POE::Wheel::Run can also notify the parent when the child has closed
its output filehandles. Some programs remain active, but they close
their output filehandles to indicate they are done writing.
A more reliable way to detect child exit is to use POE::Kernel's
sig_child() method to wait for the wheel's process to be reaped. It
is in fact vital to use sig_child() in all circumstances since without
it, POE will not try to reap child processes.
Failing to use sig_child() has in the past led to wedged machines.
Long-running programs have leaked processes, eventually consuming all
available slots in the process table and requiring reboots.
Because process leaks are so severe, POE::Kernel will check for this
condition on exit and display a notice if it finds that processes are
leaking. Developers should heed these warnings.
POE::Wheel::Run communicates with the child process in a line-based
fashion by default. Programs may override this by specifying some
other POE::Filter object in StdinFilter, StdoutFilter,
StdioFilter and/or StderrFilter.
POE::Wheel subclasses tend to perform a lot of setup so that they run
lighter and faster. POE::Wheel::Run's constructor is no exception.
new() creates and returns a new POE::Wheel::Run object. If it's
successful, the object will represent a child process with certain
specified qualities. It also provides an OO- and event-based
interface for asynchronously interacting with the process.
Conduit specifies the inter-process communications mechanism that will
be used to pass data between the parent and child process. Conduit
may be one of ``pipe'', ``socketpair'', ``inet'', ``pty'', or ``pty-pipe''.

# # #

(Work to do) Could you extract the part of the POE::Wheel::Run excerpt from "A more reliable" to "heed these warnings.", word for word?

# # #

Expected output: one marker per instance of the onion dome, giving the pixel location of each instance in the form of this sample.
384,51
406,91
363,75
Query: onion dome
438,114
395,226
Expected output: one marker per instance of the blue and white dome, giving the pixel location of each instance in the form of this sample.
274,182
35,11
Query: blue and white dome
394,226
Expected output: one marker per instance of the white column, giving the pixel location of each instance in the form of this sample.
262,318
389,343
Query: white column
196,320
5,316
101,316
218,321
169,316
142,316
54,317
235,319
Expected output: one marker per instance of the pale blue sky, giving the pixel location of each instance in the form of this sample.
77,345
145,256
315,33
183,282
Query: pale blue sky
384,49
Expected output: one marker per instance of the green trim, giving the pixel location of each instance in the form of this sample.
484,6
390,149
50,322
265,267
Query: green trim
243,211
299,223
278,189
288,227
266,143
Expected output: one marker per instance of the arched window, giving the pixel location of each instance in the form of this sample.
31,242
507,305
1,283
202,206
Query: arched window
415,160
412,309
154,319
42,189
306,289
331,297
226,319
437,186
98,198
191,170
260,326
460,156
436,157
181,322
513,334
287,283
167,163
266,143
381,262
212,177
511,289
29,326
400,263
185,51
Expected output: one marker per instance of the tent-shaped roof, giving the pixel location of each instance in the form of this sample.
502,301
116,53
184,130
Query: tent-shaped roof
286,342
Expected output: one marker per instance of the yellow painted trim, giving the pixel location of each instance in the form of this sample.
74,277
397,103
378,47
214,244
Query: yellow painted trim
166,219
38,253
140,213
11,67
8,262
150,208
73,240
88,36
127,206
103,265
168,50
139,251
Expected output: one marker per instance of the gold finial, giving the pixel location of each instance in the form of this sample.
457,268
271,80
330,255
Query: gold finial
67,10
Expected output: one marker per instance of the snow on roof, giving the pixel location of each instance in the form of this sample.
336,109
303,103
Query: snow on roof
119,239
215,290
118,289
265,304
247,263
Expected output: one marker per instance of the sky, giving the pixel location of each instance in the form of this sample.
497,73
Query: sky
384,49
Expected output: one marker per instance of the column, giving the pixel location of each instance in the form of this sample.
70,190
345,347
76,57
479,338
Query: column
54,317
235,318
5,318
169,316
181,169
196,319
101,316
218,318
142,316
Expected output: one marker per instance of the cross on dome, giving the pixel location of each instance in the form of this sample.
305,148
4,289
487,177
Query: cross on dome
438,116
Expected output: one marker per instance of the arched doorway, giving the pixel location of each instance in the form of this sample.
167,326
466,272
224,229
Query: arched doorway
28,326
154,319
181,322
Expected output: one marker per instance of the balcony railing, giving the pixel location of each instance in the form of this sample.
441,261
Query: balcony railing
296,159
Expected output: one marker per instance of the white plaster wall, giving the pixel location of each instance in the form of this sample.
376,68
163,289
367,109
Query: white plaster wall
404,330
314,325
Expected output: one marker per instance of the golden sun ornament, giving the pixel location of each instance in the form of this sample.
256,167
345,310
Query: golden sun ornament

# # #

(Result of the exercise)
A more reliable way to detect child exit is to use POE::Kernel's
sig_child() method to wait for the wheel's process to be reaped. It
is in fact vital to use sig_child() in all circumstances since without
it, POE will not try to reap child processes.
Failing to use sig_child() has in the past led to wedged machines.
Long-running programs have leaked processes, eventually consuming all
available slots in the process table and requiring reboots.
Because process leaks are so severe, POE::Kernel will check for this
condition on exit and display a notice if it finds that processes are
leaking. Developers should heed these warnings.